**** Pasaje citado ****

No sé si recordaréis lo que os comenté en una de mis entradas titulada Cuaderno de Clase, en ella os hablaba sobre un trabajo que mi amiga Rosario Raro, les había puesto a sus alumnos en su taller de escritura sobre las puertas Nº 13
Pues tengo que deciros que no hace mucho recibí la noticia de que habían publicado un libro titulado Los Relatores en el que están algunos de los trabajos que sus alumnos han hecho durante todo el curso
Según Rosario, el Nº 13 ha dado para mucho y han sido bastantes los relatos que sus alumnos han hecho sobre dicho número, y también me comentó que igual hasta más adelante publican algo sobre el 13 ¡Ojalá lo haga! así podría tener información que compartir con vosotros relacionada con el 13
Aquí va unos de los relatos que a mi me ha parecido el más apropiado y con más relación con mi blog, ya que habla sobre un pequeño pueblo muy similar a los que yo he visitado aquí en La Rioja.
"EL TRECE HUELE A TOMILLO"
Amparo López Marzal
Bruno había nacido un 13 de enero del año 1913 en un pueblo que era el número 13 de una comarca al sur de España. Fue un niño de espaldas estrechas y gafas tristes al que siempre le dejaban en el banquillo con el número 13 a la espalda. Por apellido, le tocó ser siempre el número 13 de las listas escolares.
Sus padres lo vieron claro -para tierra no sirve y ricos no somos- así que la decisión estaba clara, iría al Seminario. En el Seminario a Bruno se le ensancharon las espaldas y le creció la barba. La sotana de novicio fue llenándose con las formas rudas de un hombre de campo, pero ya era tarde ser agricultor y aún pronto para decir misa. El día en que fue ordenado sacerdote era un domingo 13 de abril y de los 13 novicios fue el último en jurar fidelidad eterna al señor. Su madre lloró mucho aquel día -de emoción decía- Se arrodilló ante él y le besó el dorso de la mano derecha. En el rostro taciturno e inexpresivo de su padre apenas percibió una señal de aprobación. Los dos desaparecieron por una puerta que filtraba el sol cegador del medio día. Bruno se quedó esperando un abrazo, como el que confía en un sueño imposible.

**** Datos proporcionados ****

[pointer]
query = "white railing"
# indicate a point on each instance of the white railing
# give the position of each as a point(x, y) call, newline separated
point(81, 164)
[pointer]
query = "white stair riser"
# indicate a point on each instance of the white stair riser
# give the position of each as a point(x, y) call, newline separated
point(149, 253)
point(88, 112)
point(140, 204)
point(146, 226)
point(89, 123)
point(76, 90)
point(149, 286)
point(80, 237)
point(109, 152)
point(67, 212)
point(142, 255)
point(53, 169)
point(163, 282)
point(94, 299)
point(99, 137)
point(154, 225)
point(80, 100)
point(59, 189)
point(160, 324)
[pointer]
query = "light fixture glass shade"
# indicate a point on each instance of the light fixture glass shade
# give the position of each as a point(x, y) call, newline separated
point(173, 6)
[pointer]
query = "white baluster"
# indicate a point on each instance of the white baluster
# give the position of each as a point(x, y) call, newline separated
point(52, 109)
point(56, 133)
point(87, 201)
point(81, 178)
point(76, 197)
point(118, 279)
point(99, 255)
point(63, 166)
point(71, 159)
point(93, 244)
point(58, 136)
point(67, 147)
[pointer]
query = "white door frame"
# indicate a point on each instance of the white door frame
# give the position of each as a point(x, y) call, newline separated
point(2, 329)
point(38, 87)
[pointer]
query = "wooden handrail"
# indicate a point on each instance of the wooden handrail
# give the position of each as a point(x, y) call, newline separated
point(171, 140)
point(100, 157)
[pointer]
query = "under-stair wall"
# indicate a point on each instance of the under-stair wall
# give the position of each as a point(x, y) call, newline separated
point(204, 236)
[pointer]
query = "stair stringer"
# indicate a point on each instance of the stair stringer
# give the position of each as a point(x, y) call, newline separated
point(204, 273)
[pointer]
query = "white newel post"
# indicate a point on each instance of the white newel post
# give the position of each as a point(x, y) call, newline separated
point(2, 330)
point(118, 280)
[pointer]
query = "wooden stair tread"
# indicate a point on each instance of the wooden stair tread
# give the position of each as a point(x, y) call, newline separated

****

### [Tarea 1]
Enumera todos los títulos que se mencionan en el pasaje citado, ya sean de una entrada de blog, de un libro o de un relato.
### [Tarea 2]
Traduce al inglés esta oración del pasaje citado: "En el Seminario a Bruno se le ensancharon las espaldas y le creció la barba."
Las entradas no guardan ninguna relación con el pasaje citado.

### [Respuesta final 1]
- Cuaderno de Clase
- Los Relatores
- El trece huele a tomillo

### [Respuesta final 2]
At the Seminary, Bruno's shoulders broadened and his beard grew.